Exercise aim: Please reproduce the rows below verbatim, from the first line through the line that contains "[95,245,138,403]".

:: Material provided

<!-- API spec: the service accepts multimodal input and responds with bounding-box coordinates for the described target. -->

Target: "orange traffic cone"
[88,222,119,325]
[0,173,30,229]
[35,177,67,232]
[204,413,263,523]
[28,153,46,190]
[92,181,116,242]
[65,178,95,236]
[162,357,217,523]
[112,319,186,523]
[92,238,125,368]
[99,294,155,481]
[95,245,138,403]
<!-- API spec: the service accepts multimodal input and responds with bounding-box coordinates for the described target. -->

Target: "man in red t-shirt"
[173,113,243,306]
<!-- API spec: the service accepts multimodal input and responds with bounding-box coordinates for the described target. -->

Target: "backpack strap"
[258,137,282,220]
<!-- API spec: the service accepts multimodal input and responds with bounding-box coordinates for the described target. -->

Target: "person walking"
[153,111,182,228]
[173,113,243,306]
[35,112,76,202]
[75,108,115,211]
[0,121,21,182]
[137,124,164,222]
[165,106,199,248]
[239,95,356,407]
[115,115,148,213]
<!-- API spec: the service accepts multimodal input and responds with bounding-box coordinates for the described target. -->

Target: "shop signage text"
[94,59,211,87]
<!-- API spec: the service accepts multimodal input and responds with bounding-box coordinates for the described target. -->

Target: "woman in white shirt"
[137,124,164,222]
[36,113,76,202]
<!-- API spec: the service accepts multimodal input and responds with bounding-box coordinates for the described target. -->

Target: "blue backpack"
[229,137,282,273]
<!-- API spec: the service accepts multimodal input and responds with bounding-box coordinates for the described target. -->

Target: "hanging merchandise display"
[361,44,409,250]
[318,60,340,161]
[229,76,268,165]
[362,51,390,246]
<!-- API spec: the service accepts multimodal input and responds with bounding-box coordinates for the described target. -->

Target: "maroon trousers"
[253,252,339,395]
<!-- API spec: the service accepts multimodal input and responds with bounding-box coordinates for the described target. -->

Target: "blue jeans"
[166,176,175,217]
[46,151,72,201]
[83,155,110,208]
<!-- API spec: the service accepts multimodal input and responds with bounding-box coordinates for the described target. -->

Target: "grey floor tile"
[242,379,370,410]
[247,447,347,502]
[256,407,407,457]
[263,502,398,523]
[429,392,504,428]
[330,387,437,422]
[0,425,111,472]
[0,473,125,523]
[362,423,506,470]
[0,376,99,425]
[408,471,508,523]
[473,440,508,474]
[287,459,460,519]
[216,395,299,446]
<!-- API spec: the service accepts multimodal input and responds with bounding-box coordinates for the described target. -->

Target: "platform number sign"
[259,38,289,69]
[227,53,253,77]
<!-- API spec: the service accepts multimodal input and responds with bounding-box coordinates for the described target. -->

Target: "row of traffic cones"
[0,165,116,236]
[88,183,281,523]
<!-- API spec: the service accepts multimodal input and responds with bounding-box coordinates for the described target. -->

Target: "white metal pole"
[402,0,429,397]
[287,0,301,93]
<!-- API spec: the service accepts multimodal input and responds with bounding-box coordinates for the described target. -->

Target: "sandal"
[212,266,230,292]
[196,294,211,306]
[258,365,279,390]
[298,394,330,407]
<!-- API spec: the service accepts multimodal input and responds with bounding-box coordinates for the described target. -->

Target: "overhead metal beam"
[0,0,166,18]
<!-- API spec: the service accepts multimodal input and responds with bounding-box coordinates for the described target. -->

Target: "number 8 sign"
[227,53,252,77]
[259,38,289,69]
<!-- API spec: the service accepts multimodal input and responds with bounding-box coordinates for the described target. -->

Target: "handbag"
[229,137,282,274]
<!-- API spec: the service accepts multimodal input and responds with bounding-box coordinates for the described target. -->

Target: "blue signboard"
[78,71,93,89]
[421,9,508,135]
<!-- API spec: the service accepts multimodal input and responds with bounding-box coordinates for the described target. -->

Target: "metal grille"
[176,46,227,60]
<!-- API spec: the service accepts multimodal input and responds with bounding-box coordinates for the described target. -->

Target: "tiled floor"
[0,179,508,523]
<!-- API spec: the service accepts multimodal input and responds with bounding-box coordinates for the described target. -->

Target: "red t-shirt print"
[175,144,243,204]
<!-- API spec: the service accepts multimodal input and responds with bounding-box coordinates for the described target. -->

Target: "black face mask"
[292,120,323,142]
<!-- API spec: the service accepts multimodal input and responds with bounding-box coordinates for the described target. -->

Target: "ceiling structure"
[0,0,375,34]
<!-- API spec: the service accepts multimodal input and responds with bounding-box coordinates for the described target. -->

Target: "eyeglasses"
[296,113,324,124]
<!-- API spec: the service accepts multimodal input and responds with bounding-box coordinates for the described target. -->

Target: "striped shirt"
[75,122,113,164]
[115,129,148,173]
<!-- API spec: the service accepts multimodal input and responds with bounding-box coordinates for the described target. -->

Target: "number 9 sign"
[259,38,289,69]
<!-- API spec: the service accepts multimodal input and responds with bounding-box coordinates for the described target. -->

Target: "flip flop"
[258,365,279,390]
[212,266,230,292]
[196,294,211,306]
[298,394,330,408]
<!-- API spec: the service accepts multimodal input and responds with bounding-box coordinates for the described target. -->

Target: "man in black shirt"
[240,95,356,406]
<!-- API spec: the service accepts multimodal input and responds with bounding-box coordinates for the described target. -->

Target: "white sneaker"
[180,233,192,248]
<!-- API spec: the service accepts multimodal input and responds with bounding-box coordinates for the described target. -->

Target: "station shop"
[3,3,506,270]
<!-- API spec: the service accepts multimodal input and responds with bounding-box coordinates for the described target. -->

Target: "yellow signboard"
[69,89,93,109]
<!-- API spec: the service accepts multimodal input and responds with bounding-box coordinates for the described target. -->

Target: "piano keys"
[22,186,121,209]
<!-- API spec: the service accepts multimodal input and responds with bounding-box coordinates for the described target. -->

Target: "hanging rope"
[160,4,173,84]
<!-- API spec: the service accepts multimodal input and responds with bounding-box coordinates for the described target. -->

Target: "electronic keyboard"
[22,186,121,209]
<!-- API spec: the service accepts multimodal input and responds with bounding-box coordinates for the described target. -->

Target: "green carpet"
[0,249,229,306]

::::

Full answer:
<!-- API spec: the service accepts multimodal input and responds with bounding-box coordinates for the described target. -->

Target: "orange traffic cone"
[88,222,119,325]
[0,173,30,229]
[35,177,67,232]
[204,413,263,523]
[28,153,46,190]
[92,181,116,242]
[65,178,95,236]
[162,357,217,523]
[112,319,186,523]
[92,238,125,368]
[99,294,155,481]
[95,245,138,403]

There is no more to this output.